Because all cells expressing L1 show expression of ORF1p in the cytoplasm, the number of cells with cytoplasmic ORF1p was considered as the number of total cells expressing ORF1p. The percentage of cells with nuclear ORF1p was calculated as: (number of cells with nuclear ORF1p) *100/(number of cells with cytoplasmic ORF1p=total number of cells expressing ORF1p).
All results are reported as mean and the error calculated as standard deviation (S.D.) or standard error of the mean (S.E.M). Data are considered to be statistically significant when p < 0.05 by two-tailed Student’s T test. In Fig. 4, asterisks denote statistical significance as calculated by Student’s T test (* p < 0.05; **p < 0.01; ***p < 0.001).
Proximity analysis
HeLa M2 cells expressing ORFeus for 24 hrs were plated on fibronectin treated chamber-slides, treated with 0.1 µg/ml doxycycline, fixed and stained using JH74 rabbit primary antibody against ORF1p, Alexa 647 conjugated anti-rabbit secondary antibody and DAPI as described in the method section. Images were collected with the Arrayscan VTI system and cell positions within each slide obtained using the Compartmental Analysis Bioapplication. To quantify if cells with nuclear ORF1 are significantly closer to each other compared to random cells, we first calculated the shortest distance for each nuclear ORF1 cell to another nuclear ORF1 cell. Next, we randomly and repeatedly (n=1000) select the same number of cells as there are nuclear ORF1 cells and obtain the distribution of distances that correspond to random localization of non-nuclear ORF1 cells. We used the random distribution to calculate the p-value and a false discovery rate (FDR). Finally, we compared the distribution of distances for nuclear ORF1 cells that are significantly closer to each other (p-value=0.1) with the distribution of a random sample that did not express nuclear ORF1 using a Wilcoxon rank sum test.

» **Supplied entries**:

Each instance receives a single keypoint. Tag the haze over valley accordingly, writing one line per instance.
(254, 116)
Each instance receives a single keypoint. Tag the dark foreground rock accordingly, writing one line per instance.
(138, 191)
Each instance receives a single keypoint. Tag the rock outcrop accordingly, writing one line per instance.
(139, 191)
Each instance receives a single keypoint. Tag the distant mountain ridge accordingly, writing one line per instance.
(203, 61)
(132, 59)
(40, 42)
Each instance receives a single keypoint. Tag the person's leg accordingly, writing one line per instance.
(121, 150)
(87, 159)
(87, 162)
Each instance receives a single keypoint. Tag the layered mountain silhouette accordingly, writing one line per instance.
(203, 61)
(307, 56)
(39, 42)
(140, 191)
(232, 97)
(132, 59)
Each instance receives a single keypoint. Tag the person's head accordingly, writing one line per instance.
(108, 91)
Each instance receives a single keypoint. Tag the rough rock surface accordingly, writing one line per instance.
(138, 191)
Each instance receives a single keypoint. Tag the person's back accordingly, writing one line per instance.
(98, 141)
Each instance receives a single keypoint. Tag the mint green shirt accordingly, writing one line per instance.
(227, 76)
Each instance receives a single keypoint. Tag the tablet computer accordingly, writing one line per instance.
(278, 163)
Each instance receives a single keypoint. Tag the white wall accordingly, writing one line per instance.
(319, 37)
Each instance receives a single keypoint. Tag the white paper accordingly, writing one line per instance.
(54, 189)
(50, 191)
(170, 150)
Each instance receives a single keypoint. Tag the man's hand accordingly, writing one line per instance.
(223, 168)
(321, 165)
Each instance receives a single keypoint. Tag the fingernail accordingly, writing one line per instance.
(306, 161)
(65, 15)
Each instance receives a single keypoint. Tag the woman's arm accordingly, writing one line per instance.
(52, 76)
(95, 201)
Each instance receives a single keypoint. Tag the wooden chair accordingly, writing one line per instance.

» **Questions on the material**:
1/ In the ORF1p methods text, which test was used to compare the distance distribution of nuclear ORF1 cells with that of a random sample?
2/ Repeat the ORF1p methods text word for word from "Because all cells" to "cells expressing ORF1p).".
3/ Go on writing the ORF1p methods text, picking up after its final sentence.

» **Expected outputs**:
1/ A Wilcoxon rank sum test.

2/
Because all cells expressing L1 show expression of ORF1p in the cytoplasm, the number of cells with cytoplasmic ORF1p was considered as the number of total cells expressing ORF1p. The percentage of cells with nuclear ORF1p was calculated as: (number of cells with nuclear ORF1p) *100/(number of cells with cytoplasmic ORF1p=total number of cells expressing ORF1p).

3/
DATA AND SOFTWARE AVAILABILITY
Mass spectrometry data for ORF2p and V5-PCNA sequential IP presented in Fig. 7 have been deposited in MassIVE archive under submission number MSV000081124 and in Proteome Xchange archive under submission number PXD006628.
ACKNOWLEDGMENTS
This work was supported by NIH grant P50GM107632 to J.D.B. The cytometry and cell sorting, High Throughput Biology (HTB) and Proteomic cores are partially supported by Laura and Isaac Perlmutter Cancer Center Support Grant, (NIH/NCI P30CA16087) and NYSTEM Contract C026719 (HTB core) and NIH/ORIP 1S10OD010582 grant (proteomic core). We thank Gregory Brittingham and Dr. Liam Holt for their help in collecting confocal images and movies.